*Problems to work on*.
**1.** Name every person mentioned in the virtio-net patch thread.
**2.** Pick up the virtio-net patch thread right after its last line and keep it going.

*Supplied passage*.
(begin)

Ok, I've queued this.

Thanks


>
>>> ---
>>>   hw/net/virtio-net.c | 1 +
>>>   1 file changed, 1 insertion(+)
>>>
>>> diff --git a/hw/net/virtio-net.c b/hw/net/virtio-net.c
>>> index 66b9ff451185..914051feb75b 100644
>>> --- a/hw/net/virtio-net.c
>>> +++ b/hw/net/virtio-net.c
>>> @@ -3373,6 +3373,7 @@ static void virtio_net_device_unrealize(DeviceState *dev)
>>>   
>>>       if (n->failover) {
>>>           device_listener_unregister(&n->primary_listener);
>>> +        remove_migration_state_change_notifier(&n->migration_state);
>>>       }
>>>   
>>>       max_queues = n->multiqueue ? n->max_queues : 1;
>>> -- 
>>> 2.30.2
>>>
>> -- 
>> Dr. David Alan Gilbert / dgilbert@redhat.com / Manchester, UK
>
Laurent Vivier May 5, 2021, 7:46 a.m. UTC | #6
On 29/04/2021 09:26, Jason Wang wrote:
> 
> 在 2021/4/28 下午6:14, Michael S. Tsirkin 写道:
>> On Tue, Apr 27, 2021 at 03:02:34PM +0100, Dr. David Alan Gilbert wrote:
>>> * Laurent Vivier (lvivier@redhat.com) wrote:
>>>> In the failover case configuration, virtio_net_device_realize() uses an
>>>> add_migration_state_change_notifier() to add a state notifier, but this
>>>> notifier is not removed by the unrealize function when the virtio-net
>>>> card is unplugged.
>>>>
>>>> If the card is unplugged and a migration is started, the notifier is
>>>> called and as it is not valid anymore QEMU crashes.
>>>>
>>>> This patch fixes the problem by adding the
>>>> remove_migration_state_change_notifier() in virtio_net_device_unrealize().

(end)

*Dataset excerpt*.
(begin)

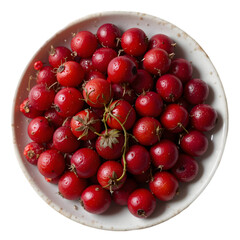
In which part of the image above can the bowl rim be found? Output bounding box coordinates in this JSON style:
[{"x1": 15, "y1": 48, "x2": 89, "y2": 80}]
[{"x1": 11, "y1": 11, "x2": 229, "y2": 231}]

(end)

*Responses per task*.
**1.**
- Laurent Vivier
- Jason Wang
- Michael S. Tsirkin
- Dr. David Alan Gilbert

**2.**
>>>>
>>>> The problem can be reproduced with:
>>>>
>>>>    $ qemu-system-x86_64 -enable-kvm -m 1g -M q35 \
>>>>      -device pcie-root-port,slot=4,id=root1 \
>>>>      -device pcie-root-port,slot=5,id=root2 \
>>>>      -device virtio-net-pci,id=net1,mac=52:54:00:6f:55:cc,failover=on,bus=root1 \
>>>>      -monitor stdio disk.qcow2
>>>>    (qemu) device_del net1
>>>>    (qemu) migrate "exec:gzip -c > STATEFILE.gz"
>>>>
>>>>    Thread 1 "qemu-system-x86" received signal SIGSEGV, Segmentation fault.
>>>>    0x0000000000000000 in ?? ()
>>>>    (gdb) bt
>>>>    #0  0x0000000000000000 in  ()
>>>>    #1  0x0000555555d726d7 in notifier_list_notify (...)
>>>>        at .../util/notify.c:39
>>>>    #2  0x0000555555842c1a in migrate_fd_connect (...)
>>>>        at .../migration/migration.c:3975
>>>>    #3  0x0000555555950f7d in migration_channel_connect (...)
>>>>        error@entry=0x0) at .../migration/channel.c:107
>>>>    #4  0x0000555555910922 in exec_start_outgoing_migration (...)
>>>>        at .../migration/exec.c:42
>>>>
>>>> Reported-by: Igor Mammedov <imammedo@redhat.com>
>>>> Signed-off-by: Laurent Vivier <lvivier@redhat.com>
>>> Yep, I think that's OK.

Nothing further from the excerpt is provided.